### HOW TO COMPLETE THIS TASK
Return every entry in full, with no alterations.

···

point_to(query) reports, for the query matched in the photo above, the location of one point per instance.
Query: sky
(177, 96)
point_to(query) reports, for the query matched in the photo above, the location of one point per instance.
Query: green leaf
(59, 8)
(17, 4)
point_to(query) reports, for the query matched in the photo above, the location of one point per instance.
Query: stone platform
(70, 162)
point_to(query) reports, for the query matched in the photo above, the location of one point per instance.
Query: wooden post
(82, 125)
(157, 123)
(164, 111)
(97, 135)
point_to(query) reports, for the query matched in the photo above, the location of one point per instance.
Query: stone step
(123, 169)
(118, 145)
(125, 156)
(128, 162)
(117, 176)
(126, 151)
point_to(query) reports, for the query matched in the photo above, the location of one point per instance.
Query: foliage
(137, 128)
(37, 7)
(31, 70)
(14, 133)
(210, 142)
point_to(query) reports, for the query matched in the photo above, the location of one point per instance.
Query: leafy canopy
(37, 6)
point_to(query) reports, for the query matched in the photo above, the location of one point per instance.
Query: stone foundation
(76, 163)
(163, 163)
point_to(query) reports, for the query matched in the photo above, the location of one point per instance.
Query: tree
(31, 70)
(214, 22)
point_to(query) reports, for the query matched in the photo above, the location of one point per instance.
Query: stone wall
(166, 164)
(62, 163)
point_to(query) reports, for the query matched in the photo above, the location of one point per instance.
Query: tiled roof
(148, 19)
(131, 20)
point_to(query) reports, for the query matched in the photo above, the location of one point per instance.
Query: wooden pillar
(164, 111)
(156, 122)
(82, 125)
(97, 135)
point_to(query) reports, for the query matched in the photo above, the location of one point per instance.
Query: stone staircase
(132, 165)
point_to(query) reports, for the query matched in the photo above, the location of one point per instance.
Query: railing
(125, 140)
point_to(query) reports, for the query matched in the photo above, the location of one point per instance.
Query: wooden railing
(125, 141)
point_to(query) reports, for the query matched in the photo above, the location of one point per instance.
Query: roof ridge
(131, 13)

···

### RESULT FOR THIS EXERCISE
point_to(query) reports, for the query matched in the photo above, the location of one point per instance.
Query: sky
(177, 96)
point_to(query) reports, for the query matched in the photo above, the location of one point per instance.
Query: green leaf
(59, 8)
(17, 4)
point_to(query) reports, for the query matched in the photo above, the location of one point per instance.
Query: stone platform
(70, 162)
point_to(query) reports, for the query matched in the photo above, the location of one point per instance.
Query: wooden post
(82, 125)
(157, 123)
(164, 111)
(97, 135)
point_to(query) reports, for the query matched in the photo above, the location of one point per instance.
Query: stone step
(123, 169)
(118, 145)
(125, 156)
(128, 162)
(117, 176)
(126, 151)
point_to(query) reports, for the query matched in the photo above, the location of one point per instance.
Query: foliage
(137, 128)
(37, 7)
(31, 70)
(14, 133)
(210, 142)
point_to(query) reports, for the query matched in the photo above, the location of one point per instance.
Query: leafy canopy
(37, 6)
point_to(query) reports, for the query matched in the photo above, the location of one point per instance.
Query: stone foundation
(76, 163)
(163, 163)
point_to(query) reports, for the query matched in the photo above, the location of one point per instance.
Query: tree
(31, 70)
(214, 22)
point_to(query) reports, for the query matched in the photo above, the location of one point per instance.
Query: stone wall
(166, 164)
(62, 163)
point_to(query) reports, for the query matched in the photo above, the location of one point per instance.
Query: tiled roof
(148, 19)
(131, 20)
point_to(query) reports, for the query matched in the photo above, the location of one point per instance.
Query: wooden pillar
(164, 111)
(156, 122)
(82, 125)
(97, 135)
point_to(query) reports, for the query matched in the photo above, the location of one point per instance.
Query: stone staircase
(132, 165)
point_to(query) reports, for the query matched in the photo above, the location of one point per instance.
Query: railing
(125, 140)
point_to(query) reports, for the query matched in the photo above, the location of one point per instance.
Query: wooden railing
(125, 141)
point_to(query) reports, for the query matched in the photo above, the location of one point per instance.
Query: roof ridge
(131, 13)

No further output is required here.